_EXERCÍCIO 1:_ Resuma em duas frases o texto sobre o uso da LSN pelo governo Bolsonaro.
_EXERCÍCIO 2:_ Segundo o relatório da Human Rights Watch citado no texto sobre o uso da LSN, quantas pessoas foram torturadas a partir do Golpe de 1964?

_DOCUMENTO:_
Não é de se estranhar que Bolsonaro, superfã do regime ditatorial e do torturador-mor Brilhante Ustra, recorra a uma legislação dos anos de chumbo para censurar e perseguir seus/suas opositores/as e críticos/as a fim de se blindar e blindar seu governo. É sabido que o ex-militar assume o comando do país após o golpe parlamentar, jurídico e midiático de 2016, mas isso não significa que ele pode se utilizar desses expedientes autoritários como se estivesse em plena ditadura militar. Recentemente, ele afirmou que “chegará o momento” de “medidas duras” e circulam informações na grande imprensa sobre declarações suas, como se pretendesse decretar Estado de Sítio.
Fã do AI-5, recentemente seu governo solicitou e a Justiça Federal autorizou o Exército a festejar o 57º aniversário do Golpe de 1964, que a partir de 31 de março, por mais de longos 20 anos, torturou mais de 20 mil pessoas e outras mais de 400 foram mortas ou desapareceram, conforme relatório da Human Rights Watch. Mas não só ele vem se utilizando de dispositivos autoritários. Em fevereiro de 2020, por exemplo, causou espanto a decisão do então ministro da Justiça, Sergio Moro, de usar a LSN para abrir um inquérito sigiloso contra o ex-presidente Luiz Inácio Lula da Silva. Aliás, juiz sentenciado de parcial e suspeito pelo Supremo Tribunal Federal, nas decisões relativas à Lava-Jato contra Lula, cujas sentenças foram todas anuladas.
Escrita em cinza chumbo, a LSN é um entulho autoritário que deve ser removido de nossa legislação por claramente não se ajustar à nova ordem constitucional, já que limita os princípios fundamentais do Estado democrático de Direito, consagrados pela Constituição de 1988, sobretudo, porque sua vigência pode ser usada para perseguir, torturar e matar o direito à livre manifestação e à liberdade de expressão, à liberdade de imprensa e a jovem democracia brasileira.

_MATERIAL FORNECIDO:_
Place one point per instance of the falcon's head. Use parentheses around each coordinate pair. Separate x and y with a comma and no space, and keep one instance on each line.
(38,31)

_RESOLUÇÃO 1:_ O texto critica Bolsonaro por recorrer a uma legislação dos anos de chumbo, a LSN, para censurar e perseguir opositores e críticos, e lembra que Sergio Moro, quando ministro da Justiça, também a usou para abrir um inquérito sigiloso contra Lula. Para o texto, a LSN é um entulho autoritário que deve ser removido da legislação por não se ajustar à ordem constitucional de 1988 e ameaçar a liberdade de expressão, a liberdade de imprensa e a democracia.

_RESOLUÇÃO 2:_ Mais de 20 mil pessoas.